:: Tekstfragment ::

Regeling van de Minister van Binnenlandse Zaken en Koninkrijksrelaties van 28 april 2023, nr. 2023-0000203373, houdende instelling van het adviescollege inzake de werking van artikel 57 van de Grondwet

De Minister van Binnenlandse Zaken en Koninkrijksrelaties;

Handelende in overeenstemming met het gevoelen van de ministerraad;

Gelet op artikel 6, eerste lid, van de Kaderwet adviescolleges;

Besluit:

Artikel 1

Er is een adviescollege inzake de werking van artikel 57 van de Grondwet.

Artikel 2

Het adviescollege heeft tot taak:

  • De werking van artikel 57 van de Grondwet en de daarmee samenhangende vragen rondom ontslag en benoeming te analyseren;

  • Te adviseren over een verduidelijking of vernieuwing van artikel 57 van de Grondwet, mede in relatie tot de Kieswet en het Reglement van Orde van de Tweede Kamer;

  • Te adviseren over een regeling voor de tijdelijke vervanging van Tweede en Eerste Kamerleden die tevens bewindspersoon zijn in een demissionair kabinet.

:::
:: Aangeleverde gegevens ::

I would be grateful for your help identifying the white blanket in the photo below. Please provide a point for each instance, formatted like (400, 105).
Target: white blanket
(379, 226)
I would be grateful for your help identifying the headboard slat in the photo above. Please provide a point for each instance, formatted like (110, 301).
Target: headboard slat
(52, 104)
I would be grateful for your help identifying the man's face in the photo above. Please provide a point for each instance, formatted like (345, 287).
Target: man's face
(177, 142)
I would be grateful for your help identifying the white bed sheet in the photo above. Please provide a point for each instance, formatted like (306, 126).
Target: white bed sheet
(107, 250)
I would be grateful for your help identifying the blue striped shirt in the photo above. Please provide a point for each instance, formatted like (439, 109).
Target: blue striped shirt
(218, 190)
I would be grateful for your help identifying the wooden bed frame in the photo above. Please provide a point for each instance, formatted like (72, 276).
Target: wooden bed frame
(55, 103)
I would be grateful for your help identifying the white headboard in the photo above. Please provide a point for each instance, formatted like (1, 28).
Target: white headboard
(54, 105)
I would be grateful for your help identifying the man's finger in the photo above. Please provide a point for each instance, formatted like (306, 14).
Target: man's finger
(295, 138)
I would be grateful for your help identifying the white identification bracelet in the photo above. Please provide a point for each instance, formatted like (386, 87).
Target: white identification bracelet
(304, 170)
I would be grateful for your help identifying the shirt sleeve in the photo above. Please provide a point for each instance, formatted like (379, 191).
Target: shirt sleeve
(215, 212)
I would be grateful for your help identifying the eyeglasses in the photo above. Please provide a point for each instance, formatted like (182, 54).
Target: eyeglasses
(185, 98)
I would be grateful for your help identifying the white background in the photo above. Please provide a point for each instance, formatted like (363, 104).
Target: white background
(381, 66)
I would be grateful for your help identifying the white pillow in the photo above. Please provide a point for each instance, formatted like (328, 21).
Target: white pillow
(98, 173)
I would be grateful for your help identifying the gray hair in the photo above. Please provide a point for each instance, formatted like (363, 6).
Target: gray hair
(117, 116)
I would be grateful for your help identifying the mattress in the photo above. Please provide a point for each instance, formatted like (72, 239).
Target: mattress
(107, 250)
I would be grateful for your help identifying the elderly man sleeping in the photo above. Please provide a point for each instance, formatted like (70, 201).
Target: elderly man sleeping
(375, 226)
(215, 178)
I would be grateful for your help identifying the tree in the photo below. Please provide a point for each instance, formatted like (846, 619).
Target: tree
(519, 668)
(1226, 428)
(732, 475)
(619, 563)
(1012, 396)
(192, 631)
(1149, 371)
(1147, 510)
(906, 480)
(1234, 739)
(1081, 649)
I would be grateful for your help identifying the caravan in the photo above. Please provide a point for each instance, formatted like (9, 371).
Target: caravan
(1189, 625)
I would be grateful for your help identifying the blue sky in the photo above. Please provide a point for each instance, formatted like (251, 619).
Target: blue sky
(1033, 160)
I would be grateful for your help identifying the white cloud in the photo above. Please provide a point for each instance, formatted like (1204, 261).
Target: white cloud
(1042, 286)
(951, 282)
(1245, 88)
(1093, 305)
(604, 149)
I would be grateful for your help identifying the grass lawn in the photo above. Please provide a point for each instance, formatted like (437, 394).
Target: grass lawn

:::

Uit te voeren:
1. Op welke bepaling van de Kaderwet adviescolleges steunt de regeling?
2. Vat in de regeling het deel dat begint met "Het adviescollege heeft tot taak" met de drie opsommingstekens beknopter samen als lijst.
3. Vertaal deze zin uit de regeling in het Engels: "Er is een adviescollege inzake de werking van artikel 57 van de Grondwet."
De items hoeven niet te worden gebruikt.

Oplossingen:
1. Op artikel 6, eerste lid, van de Kaderwet adviescolleges.

2.
Taken van het adviescollege:
- de werking van artikel 57 van de Grondwet en de bijbehorende vragen over ontslag en benoeming analyseren;
- adviseren over verduidelijking of vernieuwing van artikel 57, ook in relatie tot de Kieswet en het Reglement van Orde van de Tweede Kamer;
- adviseren over een regeling voor tijdelijke vervanging van Tweede en Eerste Kamerleden die tevens bewindspersoon zijn in een demissionair kabinet.

3. There is an advisory board on the operation of Article 57 of the Constitution.